═════ Exercise text

As discovery proceeded in the case, Vázquez's deposition began, but could not be completed because – surprise! – she hotfooted it to Italy.  "Her counsel stated that she could not return because she was studying."  Hmm.  Maybe she was studying extradition laws (she also cited "the Italian government's policy of not extraditing defendants in potential capital cases" as preventing her from returning to Puerto Rico).

 

But there's more! "Vázquez also stated that she was pregnant with twins and was advised not totravel to Puerto Rico until after her children were born." Studying, an indictment and twins will keep you pretty busy.

To support the argument about the pregnancy and medical advice, Vázquez filed two documents in Italian which were not translated.  In denying her request, the district court, among other things, "noted that Vázquez's repeated postponements of her deposition led the court to question the credibility and reliability of the Italian medical certificate."

Vázquez , unsurprisingly, does not appear and Abraham moves to dismiss.   Still undeterred, Vázquez opposes dismissal, this time submitting "a handwritten note in Italian that she claimed was a statement from her doctor explaining her medical condition and confirming that the condition prevented Vázquez from returning to Puerto Rico. Once again, no translation was filed." (Well come on, aren't there free programs on the internet for translation?)

══════════

*Assigned task 1*: Identify every reason given in the text about Vázquez's case for why she could not return to Puerto Rico.
*Assigned task 2*: According to the text about Vázquez's case, what led the district court to question the credibility and reliability of the Italian medical certificate?
*Assigned task 3*: Continue the text about Vázquez's case after its final sentence.

═════ Source material

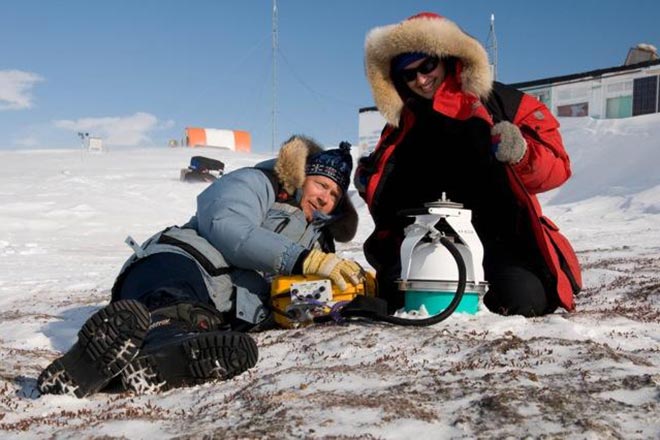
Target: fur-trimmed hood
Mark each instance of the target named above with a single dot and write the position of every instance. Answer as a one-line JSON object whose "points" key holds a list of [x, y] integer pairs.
{"points": [[290, 170], [429, 33]]}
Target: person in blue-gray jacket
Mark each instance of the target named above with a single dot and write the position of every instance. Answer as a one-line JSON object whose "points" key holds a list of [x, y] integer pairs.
{"points": [[183, 302]]}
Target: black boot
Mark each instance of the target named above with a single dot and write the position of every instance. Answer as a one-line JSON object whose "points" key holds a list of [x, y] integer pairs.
{"points": [[107, 342], [179, 351]]}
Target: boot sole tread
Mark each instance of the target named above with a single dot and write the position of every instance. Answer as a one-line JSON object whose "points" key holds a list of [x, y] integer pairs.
{"points": [[107, 342], [203, 357]]}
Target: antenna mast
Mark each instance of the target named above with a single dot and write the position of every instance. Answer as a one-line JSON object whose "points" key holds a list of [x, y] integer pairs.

══════════

*Answer box 1*:
- She was studying.
- The Italian government's policy of not extraditing defendants in potential capital cases.
- She was pregnant with twins and was advised not to travel to Puerto Rico until after her children were born.
- A medical condition described in a handwritten note from her doctor.

*Answer box 2*: Vázquez's repeated postponements of her deposition.

*Answer box 3*:
The district court dismissed the action.  There was a flurry of more pleadings, including on in which "Vázquez's counsel cited 'problems out of our control' as ground for an extension" of time.  In the kitchen sink school of pleading, "another request for an extension was based on the argument that counsel had been at a federal jury trial, which consumed his working time."  In another pleading, she argued again that she should not be blamed for avoiding a deposition because she had already been deposed for two days, and because her appearance in Puerto Rico was precluded by the murder-for-hire indictment, her health and that of her twin daughters (I guess that pregnancy assertion had been true — although      "[o]nce more, she only attached untranslated Italian documents that she claimed were 'medical certificates' regarding her twins.)"  Vázquez also suggested that her deposition be taken by "telephone or other remote means."

The district court was unmoved, as was the First Circuit.

A relevant legal point affirmed in this decision is "while she certainly had a right to refuse to answer questions on the basis of her privilege against self-incrimination …, it was improper to refuse to appear for any deposition whatsoever on that basis, rather than refuse to answer specific questions."

In short, she had to show up, and take the Fifth.  Because she had failed to meet other deadlines and the way she argued her case didn't highlight this point, buried in here is the question whether she really could have finished the deposition via video.  While I'm thinking that staying on the lam isn't the best legal excuse in general, the point she threw in about Italian policy against capital murder would throw an interesting twist into the argument.  That the chutzpah-based civil claim was linked to the murder indictment of course didn't help her position.  But what if a fugitive on crime X becomes a defendant or plaintiff in civil suit Y unrelated to X?  Is that fugitive stuck losing because she has to show up physically?  Even if she faces death?  If so, maybe suit Y is the least of her worries.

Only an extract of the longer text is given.